[Stored data entries]
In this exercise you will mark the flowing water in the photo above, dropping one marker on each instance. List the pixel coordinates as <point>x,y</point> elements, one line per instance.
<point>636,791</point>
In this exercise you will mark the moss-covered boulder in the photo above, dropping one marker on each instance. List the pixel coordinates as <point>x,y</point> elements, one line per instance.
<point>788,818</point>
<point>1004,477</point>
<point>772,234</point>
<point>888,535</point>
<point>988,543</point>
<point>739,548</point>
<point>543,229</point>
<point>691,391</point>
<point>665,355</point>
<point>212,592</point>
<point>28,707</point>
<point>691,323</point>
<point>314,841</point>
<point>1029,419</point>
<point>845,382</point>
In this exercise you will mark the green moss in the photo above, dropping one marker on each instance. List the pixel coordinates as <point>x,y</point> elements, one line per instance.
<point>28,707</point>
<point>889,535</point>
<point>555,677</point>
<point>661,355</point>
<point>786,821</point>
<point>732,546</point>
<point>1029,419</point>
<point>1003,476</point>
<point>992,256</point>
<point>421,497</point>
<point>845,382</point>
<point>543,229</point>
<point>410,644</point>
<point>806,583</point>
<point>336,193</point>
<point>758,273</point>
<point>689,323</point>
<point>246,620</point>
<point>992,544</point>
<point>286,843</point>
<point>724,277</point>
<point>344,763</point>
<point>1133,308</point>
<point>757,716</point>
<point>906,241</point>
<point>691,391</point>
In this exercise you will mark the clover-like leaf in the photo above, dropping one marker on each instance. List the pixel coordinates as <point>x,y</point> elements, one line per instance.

YOUR INSTRUCTIONS
Word for word, transcribe all of the records.

RESPONSE AREA
In this exercise you will mark the flowing water in the photo above, dropping one marker on each instance. List the pixel coordinates as <point>x,y</point> elements, one line per instance.
<point>636,791</point>
In this exercise you will mark the moss-covered boulder in the photo above, dropping one marker on each instance. List the pixel coordinates as <point>x,y</point> elements, one line per instance.
<point>788,818</point>
<point>1004,477</point>
<point>772,234</point>
<point>888,535</point>
<point>988,543</point>
<point>739,548</point>
<point>543,229</point>
<point>691,391</point>
<point>665,355</point>
<point>212,592</point>
<point>28,707</point>
<point>691,323</point>
<point>314,841</point>
<point>1029,419</point>
<point>845,382</point>
In this exercise you will mark the green moss in the photo above, dropping one marker on each instance. List the pixel coordinates as <point>x,y</point> elements, one line per instance.
<point>28,707</point>
<point>889,535</point>
<point>555,677</point>
<point>661,355</point>
<point>786,821</point>
<point>732,546</point>
<point>1029,419</point>
<point>1003,476</point>
<point>992,256</point>
<point>421,497</point>
<point>845,382</point>
<point>543,229</point>
<point>410,644</point>
<point>806,583</point>
<point>336,193</point>
<point>758,273</point>
<point>689,323</point>
<point>246,620</point>
<point>992,544</point>
<point>286,843</point>
<point>724,277</point>
<point>344,763</point>
<point>1133,308</point>
<point>757,716</point>
<point>906,241</point>
<point>691,391</point>
In this exercise you will mark the clover-like leaf in the photo above, dropping one marker on each instance. List the pixel coordinates as <point>x,y</point> elements, one line per instance.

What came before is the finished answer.